Stored items from a collection

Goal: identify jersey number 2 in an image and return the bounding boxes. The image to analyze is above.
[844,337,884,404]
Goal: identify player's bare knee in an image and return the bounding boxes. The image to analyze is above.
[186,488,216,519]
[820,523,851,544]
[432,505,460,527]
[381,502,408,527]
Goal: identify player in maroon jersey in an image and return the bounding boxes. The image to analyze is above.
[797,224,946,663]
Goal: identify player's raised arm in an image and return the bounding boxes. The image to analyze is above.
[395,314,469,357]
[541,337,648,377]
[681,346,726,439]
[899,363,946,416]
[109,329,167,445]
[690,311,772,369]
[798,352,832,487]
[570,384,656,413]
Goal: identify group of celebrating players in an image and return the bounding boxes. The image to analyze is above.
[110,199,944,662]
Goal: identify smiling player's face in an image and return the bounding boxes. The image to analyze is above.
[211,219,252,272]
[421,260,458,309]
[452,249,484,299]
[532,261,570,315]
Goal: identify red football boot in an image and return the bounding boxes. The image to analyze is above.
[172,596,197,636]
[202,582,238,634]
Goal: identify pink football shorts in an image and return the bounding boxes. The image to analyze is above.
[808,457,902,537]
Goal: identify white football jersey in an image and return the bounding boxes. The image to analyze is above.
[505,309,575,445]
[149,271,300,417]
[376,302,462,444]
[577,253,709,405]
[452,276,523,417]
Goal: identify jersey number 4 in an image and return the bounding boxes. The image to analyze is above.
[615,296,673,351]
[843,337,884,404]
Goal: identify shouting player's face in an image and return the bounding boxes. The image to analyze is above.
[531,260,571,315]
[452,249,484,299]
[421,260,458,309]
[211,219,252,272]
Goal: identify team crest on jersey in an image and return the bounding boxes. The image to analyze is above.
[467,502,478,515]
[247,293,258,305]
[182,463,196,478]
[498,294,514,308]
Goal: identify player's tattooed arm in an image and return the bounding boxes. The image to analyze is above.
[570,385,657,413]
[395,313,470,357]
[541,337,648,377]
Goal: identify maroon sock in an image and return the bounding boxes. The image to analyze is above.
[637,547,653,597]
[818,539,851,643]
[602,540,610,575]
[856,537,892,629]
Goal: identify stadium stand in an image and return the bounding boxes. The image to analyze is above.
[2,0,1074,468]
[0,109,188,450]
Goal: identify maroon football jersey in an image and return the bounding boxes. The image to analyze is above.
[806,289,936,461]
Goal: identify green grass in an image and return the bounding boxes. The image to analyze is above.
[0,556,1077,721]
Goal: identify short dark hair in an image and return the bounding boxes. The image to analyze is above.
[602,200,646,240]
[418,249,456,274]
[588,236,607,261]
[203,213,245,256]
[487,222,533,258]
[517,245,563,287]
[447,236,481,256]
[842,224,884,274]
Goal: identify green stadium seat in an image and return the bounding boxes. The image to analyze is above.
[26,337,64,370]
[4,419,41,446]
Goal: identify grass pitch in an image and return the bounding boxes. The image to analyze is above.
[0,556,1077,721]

- [ASSIGNED TASK]
Could you restate the records above word for word?

- [FINISHED TASK]
Goal: identify jersey number 2 in an image and return the bounding boxes. The image to analyze is above.
[844,337,884,404]
Goal: identify player's bare knee in an image and return the bounding boxes. The image to analyze is above.
[186,488,216,519]
[820,523,851,544]
[432,505,460,527]
[381,502,408,527]
Goal: identify player in maroon jersey in an image and return the bounding boxes. The image to analyze is above.
[797,224,946,663]
Goal: identify player's raised arm in an image and return the bounding boxes. The image to analyze is above.
[395,314,469,357]
[541,337,648,377]
[681,346,726,439]
[899,363,946,416]
[109,329,167,445]
[690,311,772,369]
[798,352,832,487]
[570,384,656,413]
Goal: identify group of celebrating players in an image and return the bounding boxes. The image to analyze is above.
[110,199,944,662]
Goal: identify smiling player's face in an image and return the bounding boxes. The image to analyze is above.
[211,219,252,272]
[421,260,458,309]
[452,249,484,299]
[532,261,570,315]
Goal: identify red football boot in an image and return the bounding boxes. The image to analyze is above.
[172,596,197,636]
[202,582,238,634]
Goal: identify pink football shorts in an image and return the bounding boxes. The image to analyze is above.
[808,457,902,537]
Goal: identify white football jersey in an image and return the bounding boxes. The image to analyze is above.
[505,309,575,445]
[149,271,300,417]
[376,302,462,444]
[577,253,709,405]
[452,276,523,417]
Goal: identify jersey number 4 in an image and return the bounding boxes. The image to analyze is above.
[615,296,673,351]
[843,337,884,404]
Goal: identify shouting player's face in an image and return the bounding boxes. The image to analyze is above.
[531,260,571,315]
[452,249,484,299]
[421,260,458,309]
[211,219,252,272]
Goal: identify team crest on jersey in an image and return the bounding boxes. The image to analyze is above.
[467,502,478,515]
[247,293,258,305]
[182,463,196,478]
[498,294,514,308]
Goal: identify player's tattooed arm in an image and return the bounding boxes. The image to analyze is above.
[570,385,657,413]
[395,313,470,357]
[541,337,648,377]
Goal: identify maroon sock in an image and return the bounding boxes. The image to analyze is above.
[637,547,653,597]
[818,539,851,643]
[602,540,610,575]
[856,537,892,629]
Goal: identify stadium stand in an image and return the bounding boxes. The image to analyze is above.
[2,0,1074,468]
[0,109,188,450]
Goal: identify maroon football jersey in an image and return the bounding boxes. The image to analyze is above.
[806,289,936,461]
Goal: identify green grass in an image and return the bounding boxes. The image to analyze is above.
[0,556,1077,721]
Goal: identify short dark hair in an image and return the bounding boxes. The image to analyze is above.
[602,200,646,240]
[418,249,456,274]
[588,236,607,261]
[203,213,245,256]
[487,222,533,258]
[517,245,563,287]
[447,236,481,256]
[842,224,884,274]
Goal: identify green stadium seat in an image and return the bounding boxes. The image to analyze is above.
[26,337,64,370]
[4,419,41,446]
Goal: identify grass pitch in an image and return the bounding boxes. The image to analyze is above.
[0,556,1077,721]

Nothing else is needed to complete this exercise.